[Requirement A]: Decide whether each statement below agrees with the article on the Twiggs County judge, answering yes or no and quoting the words of the article that settle it: (i) the commission accused Fowler of 16 counts of judicial misconduct in June; (ii) Fowler has been removed from the bench; (iii) the commission's work proceeds largely in public.
[Requirement B]: Rewrite the article on the Twiggs County judge from "He even insinuated" to "entirely in secret.", changing "snail’s pace" to "glacial pace".

[Selected extract]:
By Carrie Teegardin
The Atlanta Journal-Constitution
Twiggs County Probate Court Judge Kenneth E. Fowler had a habit of doing things judges are not supposed to do, according to a Judicial Qualifications Commission investigation.
The judge expressed bias from the bench, misstated the law to defendants and engaged in ex parte communications, according to the commission’s Notice of Formal Proceedings. He referred to black people in court as “colored” and screamed at a defendant to “shut up.”
He even insinuated that a defendant provided sexual favors to a state trooper. The judge allegedly told the defendant: “You must be something good. You must have really showed [the officer] a good time.”
Georgia’s Judicial Qualifications Commission, which investigates complaints against judges, accused Fowler of 16 counts of judicial misconduct in June. But if you get a traffic ticket in Twiggs County, Judge Fowler will likely rule on it. He’s still on the bench and probably will be for a while.
Georgians who turn to the commission to investigate and unseat errant judges must accept that when the accused is a judge, justice moves at a snail’s pace and almost entirely in secret.

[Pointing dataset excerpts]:
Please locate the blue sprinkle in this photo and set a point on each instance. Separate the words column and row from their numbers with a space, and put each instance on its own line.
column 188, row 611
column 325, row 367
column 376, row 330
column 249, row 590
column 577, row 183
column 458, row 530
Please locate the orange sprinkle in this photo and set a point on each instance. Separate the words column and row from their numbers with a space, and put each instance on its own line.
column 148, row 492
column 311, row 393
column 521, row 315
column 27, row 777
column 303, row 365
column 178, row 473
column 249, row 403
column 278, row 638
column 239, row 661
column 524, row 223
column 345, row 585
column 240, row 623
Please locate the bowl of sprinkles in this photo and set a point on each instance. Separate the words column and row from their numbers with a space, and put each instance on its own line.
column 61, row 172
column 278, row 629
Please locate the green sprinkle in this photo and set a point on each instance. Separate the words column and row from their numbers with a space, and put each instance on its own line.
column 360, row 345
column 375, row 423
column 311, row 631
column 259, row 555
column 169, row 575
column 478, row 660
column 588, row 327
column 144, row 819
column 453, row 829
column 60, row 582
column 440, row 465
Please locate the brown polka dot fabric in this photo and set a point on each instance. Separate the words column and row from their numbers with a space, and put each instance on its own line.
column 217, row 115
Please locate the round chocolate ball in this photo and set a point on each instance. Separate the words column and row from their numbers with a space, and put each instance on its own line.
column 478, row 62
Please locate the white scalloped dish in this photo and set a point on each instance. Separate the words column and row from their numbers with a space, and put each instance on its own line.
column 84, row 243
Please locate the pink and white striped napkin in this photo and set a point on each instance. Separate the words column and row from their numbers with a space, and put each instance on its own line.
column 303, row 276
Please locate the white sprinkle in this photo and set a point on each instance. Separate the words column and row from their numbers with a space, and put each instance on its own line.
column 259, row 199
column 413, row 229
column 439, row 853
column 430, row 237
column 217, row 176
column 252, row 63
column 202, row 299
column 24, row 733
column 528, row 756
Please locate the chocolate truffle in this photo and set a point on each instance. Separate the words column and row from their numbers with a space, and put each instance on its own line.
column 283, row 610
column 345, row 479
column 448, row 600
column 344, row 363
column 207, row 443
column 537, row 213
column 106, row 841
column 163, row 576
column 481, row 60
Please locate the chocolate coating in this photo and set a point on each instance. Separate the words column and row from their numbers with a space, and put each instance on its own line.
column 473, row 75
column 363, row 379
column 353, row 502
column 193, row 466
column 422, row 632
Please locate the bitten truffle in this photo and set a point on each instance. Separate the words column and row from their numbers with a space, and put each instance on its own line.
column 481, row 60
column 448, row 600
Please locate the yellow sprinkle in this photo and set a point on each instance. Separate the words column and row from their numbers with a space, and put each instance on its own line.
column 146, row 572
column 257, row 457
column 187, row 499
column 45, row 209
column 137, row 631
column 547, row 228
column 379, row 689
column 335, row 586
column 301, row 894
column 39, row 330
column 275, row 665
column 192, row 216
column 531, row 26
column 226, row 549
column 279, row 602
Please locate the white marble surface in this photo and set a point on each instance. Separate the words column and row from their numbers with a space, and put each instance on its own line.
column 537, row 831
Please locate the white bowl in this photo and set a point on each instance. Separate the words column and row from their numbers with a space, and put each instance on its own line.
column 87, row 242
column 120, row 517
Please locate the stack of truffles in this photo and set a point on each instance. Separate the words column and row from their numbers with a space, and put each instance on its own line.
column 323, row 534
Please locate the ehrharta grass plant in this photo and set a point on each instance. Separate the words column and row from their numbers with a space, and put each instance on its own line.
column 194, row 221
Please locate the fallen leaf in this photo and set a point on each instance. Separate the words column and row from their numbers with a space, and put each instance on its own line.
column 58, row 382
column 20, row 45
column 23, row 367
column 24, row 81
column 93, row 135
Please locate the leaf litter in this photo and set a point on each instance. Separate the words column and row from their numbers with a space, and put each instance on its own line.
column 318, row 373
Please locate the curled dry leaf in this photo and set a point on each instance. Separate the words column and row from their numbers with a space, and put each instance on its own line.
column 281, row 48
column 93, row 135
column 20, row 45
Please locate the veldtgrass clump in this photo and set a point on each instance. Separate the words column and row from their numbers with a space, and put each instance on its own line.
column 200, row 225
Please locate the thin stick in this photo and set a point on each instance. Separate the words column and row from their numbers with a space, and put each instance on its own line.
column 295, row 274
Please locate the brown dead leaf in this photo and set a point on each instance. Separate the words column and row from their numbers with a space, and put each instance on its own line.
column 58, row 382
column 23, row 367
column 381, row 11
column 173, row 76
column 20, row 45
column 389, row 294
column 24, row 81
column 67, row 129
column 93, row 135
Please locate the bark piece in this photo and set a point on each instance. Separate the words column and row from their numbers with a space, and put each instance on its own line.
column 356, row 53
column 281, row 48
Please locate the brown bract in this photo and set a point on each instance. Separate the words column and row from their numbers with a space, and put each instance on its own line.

[Output A]:
(i) Yes: "accused Fowler of 16 counts of judicial misconduct in June"
(ii) No: "He’s still on the bench and probably will be for a while."
(iii) No: "justice moves at a snail’s pace and almost entirely in secret"

[Output B]:
He even insinuated that a defendant provided sexual favors to a state trooper. The judge allegedly told the defendant: “You must be something good. You must have really showed [the officer] a good time.”
Georgia’s Judicial Qualifications Commission, which investigates complaints against judges, accused Fowler of 16 counts of judicial misconduct in June. But if you get a traffic ticket in Twiggs County, Judge Fowler will likely rule on it. He’s still on the bench and probably will be for a while.
Georgians who turn to the commission to investigate and unseat errant judges must accept that when the accused is a judge, justice moves at a glacial pace and almost entirely in secret.